== Directions for this task ==
Please quote every one of the following lines word for word, from the first to the last.

== Exercise materials ==
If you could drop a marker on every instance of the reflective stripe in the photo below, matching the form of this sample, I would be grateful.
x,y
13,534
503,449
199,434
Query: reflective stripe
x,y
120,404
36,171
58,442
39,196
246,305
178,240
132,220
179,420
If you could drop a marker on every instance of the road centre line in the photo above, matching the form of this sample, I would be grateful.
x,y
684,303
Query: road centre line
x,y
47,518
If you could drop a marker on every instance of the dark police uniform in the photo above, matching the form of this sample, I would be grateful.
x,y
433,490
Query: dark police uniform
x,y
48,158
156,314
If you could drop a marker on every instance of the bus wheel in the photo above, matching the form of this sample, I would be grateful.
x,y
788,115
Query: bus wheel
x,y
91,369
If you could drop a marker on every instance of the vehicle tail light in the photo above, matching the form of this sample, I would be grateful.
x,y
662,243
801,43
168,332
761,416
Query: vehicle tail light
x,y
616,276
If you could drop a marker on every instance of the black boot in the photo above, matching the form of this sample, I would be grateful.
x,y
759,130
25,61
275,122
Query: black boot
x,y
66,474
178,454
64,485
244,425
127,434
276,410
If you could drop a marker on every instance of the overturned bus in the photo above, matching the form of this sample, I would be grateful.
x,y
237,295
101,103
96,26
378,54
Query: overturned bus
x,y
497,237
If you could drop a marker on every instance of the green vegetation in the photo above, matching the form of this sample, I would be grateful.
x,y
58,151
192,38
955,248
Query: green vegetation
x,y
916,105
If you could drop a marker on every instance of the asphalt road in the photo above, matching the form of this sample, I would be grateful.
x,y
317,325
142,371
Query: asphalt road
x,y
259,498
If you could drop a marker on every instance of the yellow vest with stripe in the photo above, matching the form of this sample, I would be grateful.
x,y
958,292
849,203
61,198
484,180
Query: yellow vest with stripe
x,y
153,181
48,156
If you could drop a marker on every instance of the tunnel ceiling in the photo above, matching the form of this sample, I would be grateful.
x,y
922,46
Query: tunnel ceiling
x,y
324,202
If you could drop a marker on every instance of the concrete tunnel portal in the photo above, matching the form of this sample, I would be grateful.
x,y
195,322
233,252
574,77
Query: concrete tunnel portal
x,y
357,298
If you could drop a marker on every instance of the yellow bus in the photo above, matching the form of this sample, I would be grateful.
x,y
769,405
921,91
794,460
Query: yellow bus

== Solution to the exercise ==
If you could drop a marker on every instance of the reflective stripe in the photo below, matching the form of this sample, I would be grateful.
x,y
13,534
503,449
199,434
Query: reflective stripe
x,y
120,404
36,171
58,442
39,196
246,305
178,240
132,220
179,420
If you could drop a marker on every instance of the road centre line in the photo above, matching the form of this sample, I would be grateful.
x,y
684,303
Query: road centre line
x,y
47,518
If you could drop a marker on every instance of the dark police uniform in the photo above, matching the form of this sample, I would be grateful.
x,y
433,490
Query: dark police uniform
x,y
48,158
156,314
If you could drop a marker on every instance of the bus wheel in the photo above, matching the form of this sample, I would be grateful.
x,y
788,115
Query: bus wheel
x,y
91,369
If you could drop a marker on every instance of the vehicle tail light in the photo above, matching the form of this sample, I would be grateful.
x,y
662,243
801,43
168,332
761,416
Query: vehicle tail light
x,y
616,276
If you could drop a marker on every instance of the black boot in the photo above, matching the form of this sample, I would be grateful.
x,y
759,130
25,61
275,122
Query: black boot
x,y
66,474
178,454
64,485
244,425
127,434
276,410
If you could drop a marker on every instance of the overturned bus in the photo above, matching the form of this sample, I would be grateful.
x,y
237,295
101,103
96,26
378,54
Query: overturned bus
x,y
497,237
If you could drop a marker on every instance of the green vegetation in the photo above, matching the form of this sample, I would be grateful.
x,y
58,151
192,38
955,248
Query: green vegetation
x,y
916,105
If you could drop a marker on every instance of the asphalt road in the photo above, matching the form of this sample, I would be grateful.
x,y
317,325
142,371
Query: asphalt road
x,y
259,498
If you could drop a marker on every instance of the yellow vest with stripe in the photo above, matching the form of this sample, I would be grateful.
x,y
958,292
849,203
61,198
484,180
Query: yellow vest with stripe
x,y
153,181
48,156
If you could drop a marker on every instance of the tunnel ceiling in the photo above, matching the form of this sample, I would be grateful.
x,y
922,46
Query: tunnel ceiling
x,y
324,202
If you could drop a marker on every instance of the concrete tunnel portal in the photo above, matching the form of this sample, I would be grateful.
x,y
195,322
233,252
574,77
Query: concrete tunnel portal
x,y
357,298
If you could drop a marker on every instance of the yellow bus in the photo above, matching the form of this sample, I would be grateful.
x,y
769,405
921,91
794,460
Query: yellow bus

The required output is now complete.